#### What needs to be done:
In the forum thread on factorizing a polynomial, list every linear factor of the form z minus a constant that the poster's working names as a factor of P(z).

#### Page extract:
_ _ _
# Thread: Factorising a polynomail over c

1. ## Factorising a polynomail over c

If z - 3i is a factor of $\displaystyle P(z) = 2z^4 - 4z^3 + 21z^2 - 36z + 27$, find the remaining factors.

So I did this:
Step 1: if z - 3i is a factor, then z + 3i is a factor.
Step 2: $\displaystyle P(z) = (z - z_{1})(z - z_{2})(z - z_{3})(z - z_{4})$
Step 3: $\displaystyle P(z) = (z - z_{1})(z - z_{2})(2z^2 + pz +q)$
Step 4: $\displaystyle 2z^4 - 4z^3 + 21z^2 - 36z + 27 = (z - 3i)(z + 3i)(2z^2 + pz +q)$
Step 5: $\displaystyle 2z^4 - 4z^3 + 21z^2 - 36z + 27 = (z^2 + 9)(2z^2 + pz + q)$
Step 6: $\displaystyle 9q = 27$
Step 7: $\displaystyle q = 3$
Step 8: $\displaystyle 9p = -36$
Step 9: $\displaystyle p = -4$
Step 10: Find the factors from the quadratic. $\displaystyle 2z^2 - 4z + 3$
Step 11: $\displaystyle 2(z^2 - 2z + \frac{3}{2})$
Step 12: $\displaystyle 2[(z^2 - 2z + 1) + \frac{3}{2} - \frac{2}{2})]$
Step 13: $\displaystyle 2[(z - 1)^2 + \frac{1}{2})]$
Step 14: $\displaystyle 2[(z - 1)^2 - (\frac{i}{\sqrt{2}})^2)]$
Step 15: $\displaystyle 2[(z - 1 + \frac{i}{\sqrt{2}})(z - 1 - \frac{i}{\sqrt{2}})]$
So this is the answer I got, but the book says just that these are the two remaining factors without the leading 2, as follows:
(z - 1 + \frac{i}{\sqrt{2}})(z - 1 - \frac{i}{\sqrt{2}}

So did I get it wrong or is the 2 not really classified as part of the factor for some reason? I can't understand why the 2 isn't included in the answer in the back of the book.
_ _ _
#### Given material:
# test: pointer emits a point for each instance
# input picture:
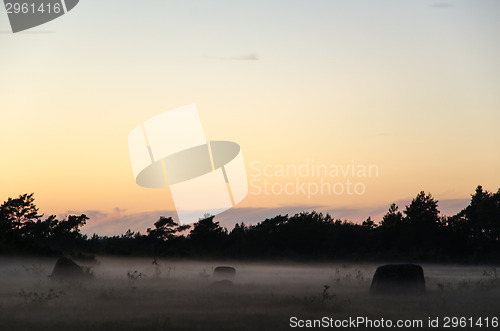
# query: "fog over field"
(135, 293)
_ _ _
#### Finished exercise:
- z - 3i
- z + 3i
- z - 1 + i/√2
- z - 1 - i/√2